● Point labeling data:
══════════════════════════════

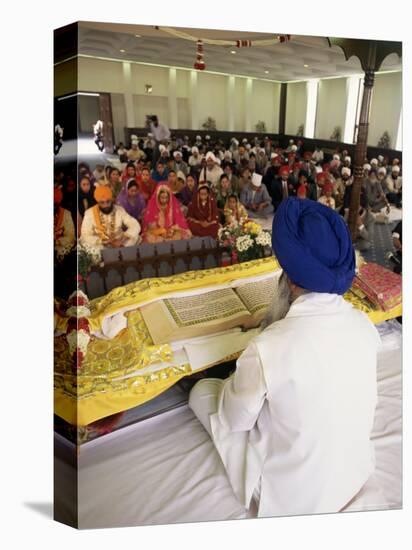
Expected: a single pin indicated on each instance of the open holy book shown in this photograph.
(185, 317)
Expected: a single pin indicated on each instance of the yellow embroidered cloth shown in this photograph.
(115, 374)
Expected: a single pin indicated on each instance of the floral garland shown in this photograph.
(87, 256)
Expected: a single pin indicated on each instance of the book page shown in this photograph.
(258, 295)
(216, 305)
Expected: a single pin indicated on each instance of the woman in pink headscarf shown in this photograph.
(163, 219)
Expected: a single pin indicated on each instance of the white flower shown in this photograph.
(83, 339)
(78, 311)
(78, 340)
(244, 242)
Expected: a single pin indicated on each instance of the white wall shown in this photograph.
(295, 106)
(386, 107)
(265, 104)
(240, 104)
(331, 107)
(95, 75)
(119, 117)
(211, 99)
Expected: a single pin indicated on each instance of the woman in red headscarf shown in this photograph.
(163, 219)
(203, 215)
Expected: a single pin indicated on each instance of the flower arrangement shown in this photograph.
(78, 327)
(245, 242)
(87, 257)
(62, 251)
(385, 140)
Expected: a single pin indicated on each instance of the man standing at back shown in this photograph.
(292, 424)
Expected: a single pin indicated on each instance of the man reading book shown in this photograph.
(292, 425)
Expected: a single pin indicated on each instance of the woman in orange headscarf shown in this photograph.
(203, 215)
(164, 219)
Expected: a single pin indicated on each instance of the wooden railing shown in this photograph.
(125, 265)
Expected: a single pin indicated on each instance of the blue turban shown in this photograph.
(313, 246)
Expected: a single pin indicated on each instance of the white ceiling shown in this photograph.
(284, 61)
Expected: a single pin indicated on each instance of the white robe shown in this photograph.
(296, 416)
(90, 235)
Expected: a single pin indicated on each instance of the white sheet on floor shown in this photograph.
(166, 470)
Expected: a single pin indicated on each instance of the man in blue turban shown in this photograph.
(292, 425)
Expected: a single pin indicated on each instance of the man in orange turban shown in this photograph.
(108, 224)
(64, 236)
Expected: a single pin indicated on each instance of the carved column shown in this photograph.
(360, 151)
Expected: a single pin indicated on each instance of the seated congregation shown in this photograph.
(176, 190)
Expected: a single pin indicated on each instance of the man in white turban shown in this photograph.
(211, 172)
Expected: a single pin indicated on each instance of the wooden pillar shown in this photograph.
(282, 107)
(360, 152)
(105, 107)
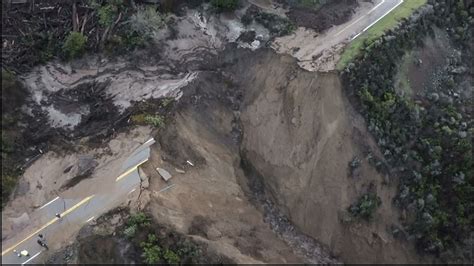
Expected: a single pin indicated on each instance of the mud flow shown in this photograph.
(256, 137)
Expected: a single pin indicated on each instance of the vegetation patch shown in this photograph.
(366, 206)
(427, 142)
(158, 245)
(390, 21)
(157, 121)
(225, 5)
(74, 45)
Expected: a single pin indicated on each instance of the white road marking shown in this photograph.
(49, 203)
(373, 9)
(90, 219)
(364, 30)
(31, 258)
(348, 26)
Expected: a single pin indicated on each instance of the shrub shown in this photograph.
(225, 5)
(107, 15)
(154, 120)
(366, 206)
(139, 219)
(74, 45)
(171, 257)
(147, 21)
(151, 253)
(130, 231)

══════════════════════════════

● To do: Copy all of the data above word for word, leaving out the pictures.

● Exercise output:
Expected: a single pin indicated on each instance of the open holy book shown in this photograph.
(185, 317)
Expected: a single pin indicated on each instance of the yellow embroidered cloth shown in this photograph.
(115, 374)
Expected: a single pin indicated on each instance of the floral garland shown in this photograph.
(87, 256)
Expected: a single pin indicated on each instance of the book page shown in this photograph.
(258, 295)
(216, 305)
Expected: a single pin indicated on each instance of the woman in pink headscarf shown in this photograph.
(163, 219)
Expected: a single pin indicated on each instance of the white flower shown in this photograph.
(83, 339)
(78, 311)
(78, 340)
(244, 242)
Expected: a single pin indicated on each instance of the white wall shown in this photograph.
(295, 106)
(386, 107)
(265, 104)
(240, 104)
(331, 107)
(95, 75)
(119, 117)
(211, 99)
Expected: a single pin indicated on each instance of the woman in red headscarf shown in this photograph.
(163, 219)
(203, 215)
Expected: a single pin indicated on each instance of the flower arrangement shown in this photograph.
(78, 327)
(245, 242)
(87, 257)
(62, 251)
(385, 140)
Expected: a single pin indicated on each instance of the man standing at back shown in this photograph.
(292, 424)
Expected: a single pin indicated on each instance of the man reading book shown in this photograph.
(292, 425)
Expected: a single pin indicated on each instance of the woman in orange headscarf shown in this photograph.
(203, 215)
(164, 219)
Expected: a single pin indicated on each instance of the wooden railing shown in this photograph.
(125, 265)
Expected: a single pin indicated on each instance of the blue turban shown in this photograph.
(313, 246)
Expected: a single pin indicated on each instance of the white ceiling shown in this photograph.
(284, 61)
Expected: a single pin indicated on each instance of the white robe shown in this photograph.
(296, 416)
(90, 235)
Expected: a single pin indicated on each instance of the white sheet on floor shown in this photograph.
(166, 470)
Expected: a single pin indicated on each instance of the man in blue turban shown in this photograph.
(292, 425)
Expected: a single pin indicated on each instance of the man in orange turban shown in this photograph.
(108, 224)
(64, 236)
Expected: a single pin indicated on each instance of the carved column shown in this photograph.
(360, 151)
Expected: a single pin indicated on each instance of the seated congregation shown in this photograph.
(176, 190)
Expected: a single pin indicated on each instance of the man in white turban shown in this photograph.
(211, 172)
Expected: a single pin indicated on each instance of the wooden pillar shown in this photograph.
(282, 107)
(360, 152)
(105, 107)
Expected: a single pin indicated on each instance of the mud flow shown in this photograph.
(256, 137)
Expected: a single pin indicated on each instance of the vegetation patch shown in this photograph.
(366, 206)
(427, 142)
(158, 245)
(390, 21)
(157, 121)
(225, 5)
(74, 45)
Expected: a single pin indicated on each instance of the white road marking shown in this photograph.
(49, 203)
(373, 9)
(90, 219)
(364, 30)
(31, 258)
(348, 26)
Expected: a single pin indicated on each instance of the shrub shown in this photograph.
(225, 5)
(107, 15)
(154, 120)
(366, 206)
(139, 219)
(74, 45)
(171, 257)
(147, 21)
(151, 253)
(130, 231)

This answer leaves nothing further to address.